__REQUIREMENT__:
Substitute "chamomile tea" for "herbal tea" in the part of the data below that opens with the line containing "indicate the eyelash, a" and closes with the line containing "column 430, row 266". Write out only those lines, with everything else unchanged.

Records:
◆ ◆ ◆

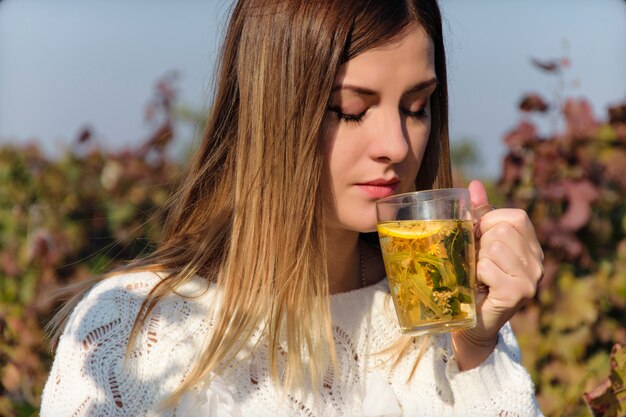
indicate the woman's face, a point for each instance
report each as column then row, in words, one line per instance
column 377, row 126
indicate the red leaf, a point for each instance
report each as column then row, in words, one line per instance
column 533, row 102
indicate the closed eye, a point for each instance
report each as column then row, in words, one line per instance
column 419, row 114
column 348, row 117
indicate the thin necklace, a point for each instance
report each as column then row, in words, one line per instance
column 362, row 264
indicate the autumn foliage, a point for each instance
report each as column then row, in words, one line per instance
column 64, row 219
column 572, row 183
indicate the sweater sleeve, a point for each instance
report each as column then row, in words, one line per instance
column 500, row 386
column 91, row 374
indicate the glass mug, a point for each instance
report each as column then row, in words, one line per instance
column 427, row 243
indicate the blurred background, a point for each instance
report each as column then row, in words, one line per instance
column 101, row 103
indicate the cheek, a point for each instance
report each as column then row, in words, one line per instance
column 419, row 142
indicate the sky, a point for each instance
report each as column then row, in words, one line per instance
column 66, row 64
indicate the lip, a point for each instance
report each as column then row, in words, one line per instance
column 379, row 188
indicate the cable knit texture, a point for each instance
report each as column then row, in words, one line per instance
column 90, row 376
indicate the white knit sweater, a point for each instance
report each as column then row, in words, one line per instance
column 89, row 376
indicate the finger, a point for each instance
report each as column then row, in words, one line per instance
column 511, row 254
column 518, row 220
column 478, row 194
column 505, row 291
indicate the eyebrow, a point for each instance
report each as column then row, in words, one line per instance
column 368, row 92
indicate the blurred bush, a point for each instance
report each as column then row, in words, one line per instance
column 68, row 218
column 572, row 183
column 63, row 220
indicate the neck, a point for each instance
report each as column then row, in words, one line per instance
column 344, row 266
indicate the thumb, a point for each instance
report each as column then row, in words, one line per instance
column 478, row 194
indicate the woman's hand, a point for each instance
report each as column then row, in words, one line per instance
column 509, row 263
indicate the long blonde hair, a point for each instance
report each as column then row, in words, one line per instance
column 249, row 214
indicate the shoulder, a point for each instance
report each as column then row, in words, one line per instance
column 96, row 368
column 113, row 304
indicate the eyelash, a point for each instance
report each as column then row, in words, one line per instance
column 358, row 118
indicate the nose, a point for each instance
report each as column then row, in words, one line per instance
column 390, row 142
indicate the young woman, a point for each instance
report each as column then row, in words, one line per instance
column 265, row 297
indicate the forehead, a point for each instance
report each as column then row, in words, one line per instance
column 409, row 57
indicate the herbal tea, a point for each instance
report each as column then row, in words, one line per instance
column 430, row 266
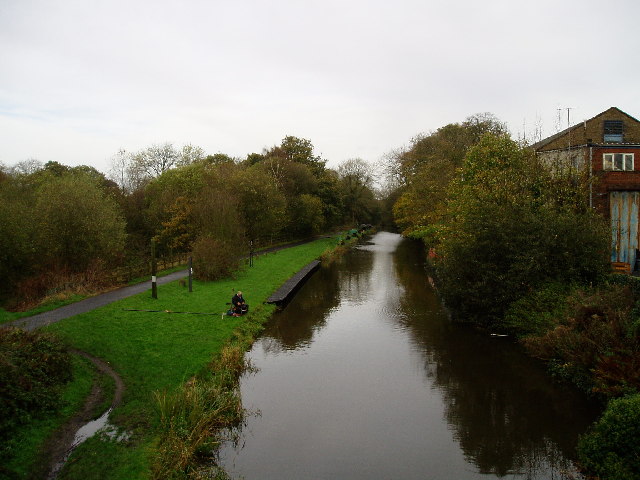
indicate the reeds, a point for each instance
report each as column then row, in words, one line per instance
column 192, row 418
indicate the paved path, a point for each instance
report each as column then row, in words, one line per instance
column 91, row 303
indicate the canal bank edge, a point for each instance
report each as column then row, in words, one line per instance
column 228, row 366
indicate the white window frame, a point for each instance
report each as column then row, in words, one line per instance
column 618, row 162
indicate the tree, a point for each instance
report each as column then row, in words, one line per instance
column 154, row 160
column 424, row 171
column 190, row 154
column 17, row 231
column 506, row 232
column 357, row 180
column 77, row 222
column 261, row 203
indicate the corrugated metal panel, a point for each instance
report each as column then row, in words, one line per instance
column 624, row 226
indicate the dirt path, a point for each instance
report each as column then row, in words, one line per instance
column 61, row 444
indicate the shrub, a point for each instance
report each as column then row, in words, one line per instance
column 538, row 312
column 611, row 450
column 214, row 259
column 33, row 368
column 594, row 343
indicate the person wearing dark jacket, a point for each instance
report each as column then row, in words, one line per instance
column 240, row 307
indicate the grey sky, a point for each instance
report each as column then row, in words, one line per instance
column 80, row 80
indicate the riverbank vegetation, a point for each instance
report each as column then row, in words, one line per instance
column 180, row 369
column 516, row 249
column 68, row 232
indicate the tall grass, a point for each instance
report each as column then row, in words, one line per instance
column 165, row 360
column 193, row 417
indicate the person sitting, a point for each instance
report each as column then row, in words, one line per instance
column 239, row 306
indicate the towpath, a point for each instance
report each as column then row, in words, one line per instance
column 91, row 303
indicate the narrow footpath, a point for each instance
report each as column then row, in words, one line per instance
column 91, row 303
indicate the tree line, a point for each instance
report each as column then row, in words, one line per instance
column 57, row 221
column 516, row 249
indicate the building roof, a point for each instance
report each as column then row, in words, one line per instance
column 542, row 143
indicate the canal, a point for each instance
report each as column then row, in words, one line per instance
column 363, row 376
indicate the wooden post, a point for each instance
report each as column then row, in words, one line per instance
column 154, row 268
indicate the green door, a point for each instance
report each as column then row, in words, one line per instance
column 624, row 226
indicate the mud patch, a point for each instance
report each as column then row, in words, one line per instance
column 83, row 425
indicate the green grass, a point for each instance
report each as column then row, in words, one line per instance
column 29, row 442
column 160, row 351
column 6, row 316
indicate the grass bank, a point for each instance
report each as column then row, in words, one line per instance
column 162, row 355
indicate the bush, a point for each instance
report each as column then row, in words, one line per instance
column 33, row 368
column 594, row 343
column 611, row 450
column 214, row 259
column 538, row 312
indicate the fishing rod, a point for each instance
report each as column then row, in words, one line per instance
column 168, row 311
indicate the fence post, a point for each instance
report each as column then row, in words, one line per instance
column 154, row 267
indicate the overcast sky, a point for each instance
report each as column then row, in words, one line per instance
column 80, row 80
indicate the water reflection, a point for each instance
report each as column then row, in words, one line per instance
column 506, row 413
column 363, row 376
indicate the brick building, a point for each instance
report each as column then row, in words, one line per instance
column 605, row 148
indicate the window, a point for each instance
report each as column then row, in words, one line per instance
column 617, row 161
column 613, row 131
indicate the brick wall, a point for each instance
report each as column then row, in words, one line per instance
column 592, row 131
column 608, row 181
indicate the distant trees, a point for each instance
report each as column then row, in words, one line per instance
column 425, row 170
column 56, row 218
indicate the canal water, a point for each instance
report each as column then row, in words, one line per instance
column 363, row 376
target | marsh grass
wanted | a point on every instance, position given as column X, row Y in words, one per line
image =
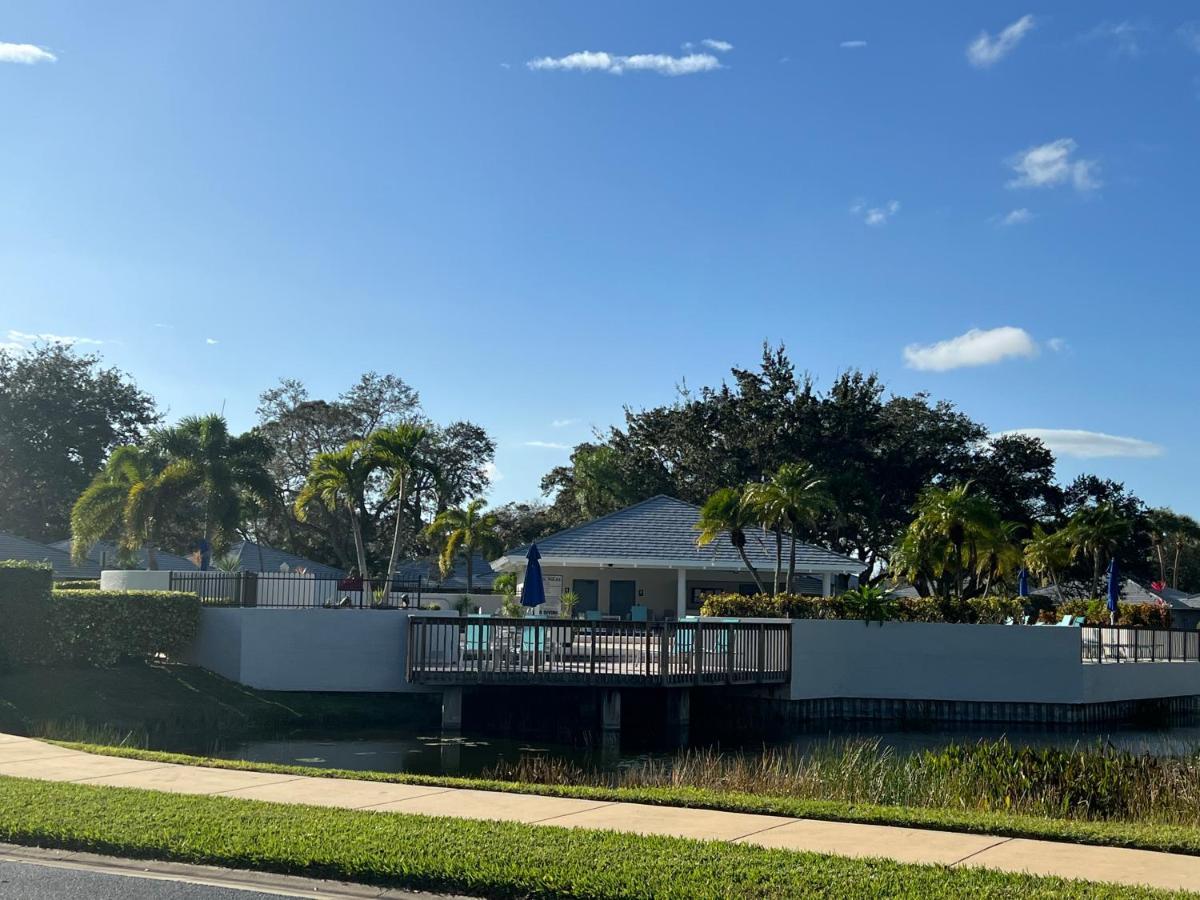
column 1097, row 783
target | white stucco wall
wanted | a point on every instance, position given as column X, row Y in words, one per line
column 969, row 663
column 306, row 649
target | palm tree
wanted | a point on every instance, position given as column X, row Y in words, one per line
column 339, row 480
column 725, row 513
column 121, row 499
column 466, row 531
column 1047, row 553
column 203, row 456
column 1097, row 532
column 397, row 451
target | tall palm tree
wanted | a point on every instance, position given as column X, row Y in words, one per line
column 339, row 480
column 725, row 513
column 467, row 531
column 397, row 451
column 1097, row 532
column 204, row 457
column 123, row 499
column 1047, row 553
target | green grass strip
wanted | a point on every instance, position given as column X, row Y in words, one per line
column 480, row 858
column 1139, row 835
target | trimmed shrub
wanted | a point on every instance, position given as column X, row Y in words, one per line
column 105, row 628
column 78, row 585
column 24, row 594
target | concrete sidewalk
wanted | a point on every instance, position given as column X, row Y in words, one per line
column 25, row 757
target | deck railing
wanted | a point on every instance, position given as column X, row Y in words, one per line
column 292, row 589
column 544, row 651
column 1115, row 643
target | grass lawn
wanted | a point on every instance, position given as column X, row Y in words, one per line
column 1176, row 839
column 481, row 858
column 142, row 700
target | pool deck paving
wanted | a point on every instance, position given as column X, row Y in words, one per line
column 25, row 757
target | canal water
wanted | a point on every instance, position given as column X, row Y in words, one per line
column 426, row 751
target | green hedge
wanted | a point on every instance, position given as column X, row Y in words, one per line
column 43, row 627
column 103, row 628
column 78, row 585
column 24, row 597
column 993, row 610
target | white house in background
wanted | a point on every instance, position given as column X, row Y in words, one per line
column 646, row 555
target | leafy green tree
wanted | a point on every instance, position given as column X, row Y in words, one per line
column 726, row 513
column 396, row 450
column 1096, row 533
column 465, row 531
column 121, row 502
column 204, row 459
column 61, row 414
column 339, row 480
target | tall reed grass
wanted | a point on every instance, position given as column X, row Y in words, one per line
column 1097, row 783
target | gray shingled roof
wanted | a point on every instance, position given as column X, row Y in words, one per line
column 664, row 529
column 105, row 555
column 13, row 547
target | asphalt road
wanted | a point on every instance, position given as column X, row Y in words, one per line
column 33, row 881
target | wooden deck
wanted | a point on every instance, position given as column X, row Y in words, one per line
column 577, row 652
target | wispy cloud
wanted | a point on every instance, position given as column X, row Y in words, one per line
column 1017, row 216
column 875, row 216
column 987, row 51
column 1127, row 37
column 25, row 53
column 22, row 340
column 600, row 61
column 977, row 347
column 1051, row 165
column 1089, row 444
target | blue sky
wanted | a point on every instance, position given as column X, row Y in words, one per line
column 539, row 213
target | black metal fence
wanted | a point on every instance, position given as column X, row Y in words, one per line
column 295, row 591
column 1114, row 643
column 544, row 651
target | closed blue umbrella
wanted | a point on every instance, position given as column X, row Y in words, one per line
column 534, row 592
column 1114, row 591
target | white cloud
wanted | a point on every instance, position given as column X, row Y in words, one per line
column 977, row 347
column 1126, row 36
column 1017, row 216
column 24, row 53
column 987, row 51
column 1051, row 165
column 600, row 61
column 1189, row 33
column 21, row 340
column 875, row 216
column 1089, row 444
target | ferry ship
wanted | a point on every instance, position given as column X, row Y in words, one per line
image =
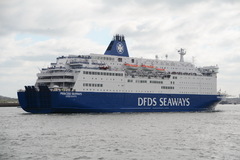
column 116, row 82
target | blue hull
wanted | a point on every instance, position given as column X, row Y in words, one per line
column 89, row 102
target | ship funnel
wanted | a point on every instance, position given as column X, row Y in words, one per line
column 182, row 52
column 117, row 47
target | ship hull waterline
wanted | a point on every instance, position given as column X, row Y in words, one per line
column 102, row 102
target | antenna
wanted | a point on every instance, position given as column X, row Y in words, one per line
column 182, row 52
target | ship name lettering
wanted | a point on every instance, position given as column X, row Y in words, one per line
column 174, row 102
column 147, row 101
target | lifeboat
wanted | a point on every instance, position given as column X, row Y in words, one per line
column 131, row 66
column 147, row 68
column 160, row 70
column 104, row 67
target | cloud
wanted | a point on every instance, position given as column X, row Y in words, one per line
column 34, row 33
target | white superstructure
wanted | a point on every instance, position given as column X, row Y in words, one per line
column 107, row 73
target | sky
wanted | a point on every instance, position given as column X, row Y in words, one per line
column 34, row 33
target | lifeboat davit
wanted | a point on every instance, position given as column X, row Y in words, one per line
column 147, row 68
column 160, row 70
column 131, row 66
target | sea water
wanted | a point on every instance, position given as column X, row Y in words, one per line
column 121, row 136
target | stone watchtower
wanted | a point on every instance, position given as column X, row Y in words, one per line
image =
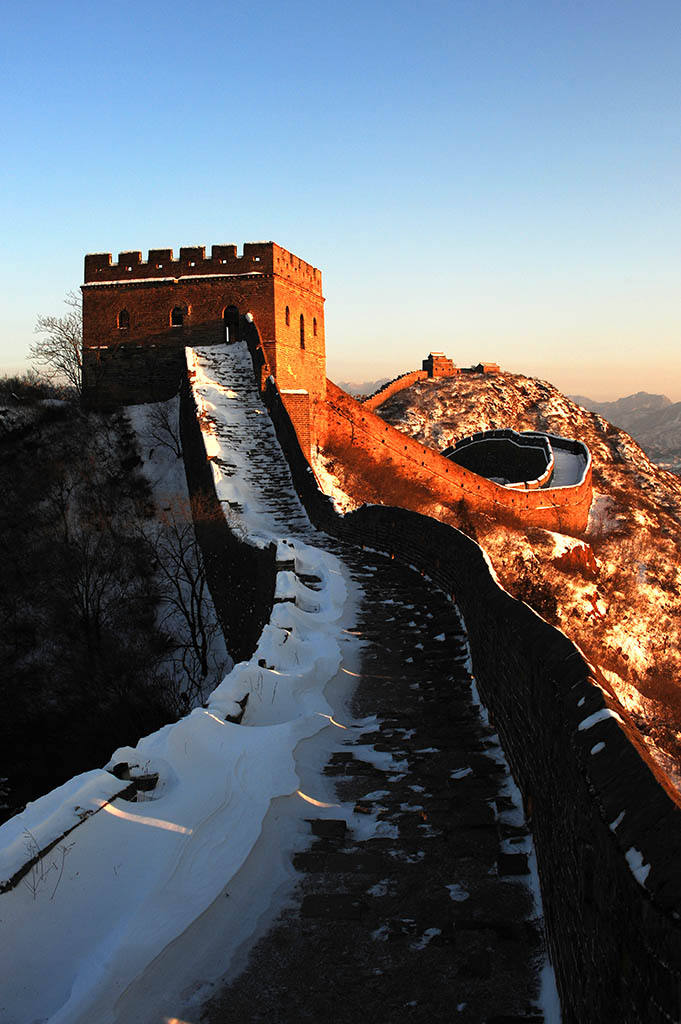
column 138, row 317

◆ ◆ ◆

__SOLUTION TO THIS PROBLEM__:
indicate the eyelash, a point for each instance
report each as column then row, in words, one line per instance
column 358, row 118
indicate the nose, a point for each instance
report each as column then row, in words, one line per instance
column 390, row 142
indicate the young woman, a point for each instance
report each as column then row, in words, one line per instance
column 265, row 297
indicate the forehead, a point for each instance
report each as column then row, in words, one line per instance
column 409, row 57
indicate the chamomile tea, a point for each instance
report each as column then row, in words, one line per instance
column 430, row 266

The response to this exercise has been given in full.